--- Start PROVIDED ENTRIES ---
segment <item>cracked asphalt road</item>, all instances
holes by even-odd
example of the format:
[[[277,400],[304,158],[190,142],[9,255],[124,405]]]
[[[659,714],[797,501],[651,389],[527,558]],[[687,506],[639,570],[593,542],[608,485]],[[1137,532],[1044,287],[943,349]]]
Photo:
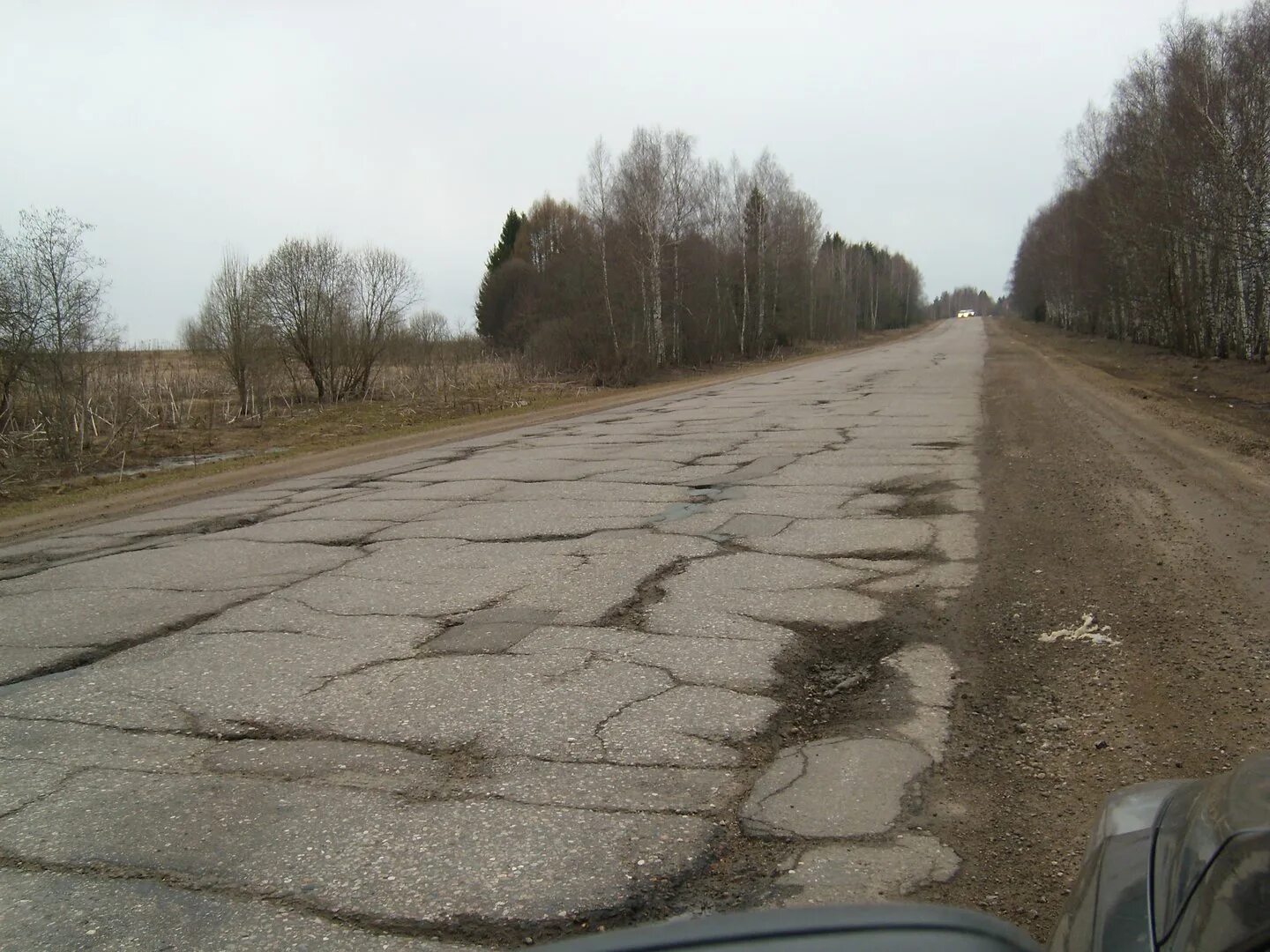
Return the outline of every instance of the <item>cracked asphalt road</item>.
[[[756,904],[951,875],[897,823],[955,671],[874,636],[973,576],[984,348],[950,322],[0,550],[0,946],[498,946],[709,908],[745,850],[784,869]],[[884,701],[804,716],[804,674]]]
--- End PROVIDED ENTRIES ---
WORK TO DO –
Please rewrite these records with "cracked asphalt road" renamed to "damaged road surface" and everything else left unchanged. Leave the pictures out of your answer.

THE REPLY –
segment <item>damaged road surface</item>, all instances
holes by even-odd
example of the format:
[[[277,400],[304,158],[190,142],[9,255],[124,405]]]
[[[659,714],[797,501],[651,389],[527,558]],[[687,506],[639,570],[593,542],[608,485]],[[1137,532],[1044,287],[943,349]]]
Photo:
Return the outline of every instance of the <item>damaged road surface</item>.
[[[756,904],[951,875],[897,823],[955,671],[874,636],[973,576],[984,348],[950,322],[0,550],[0,946],[498,946],[709,908],[745,850],[784,869]],[[884,701],[804,716],[804,674]]]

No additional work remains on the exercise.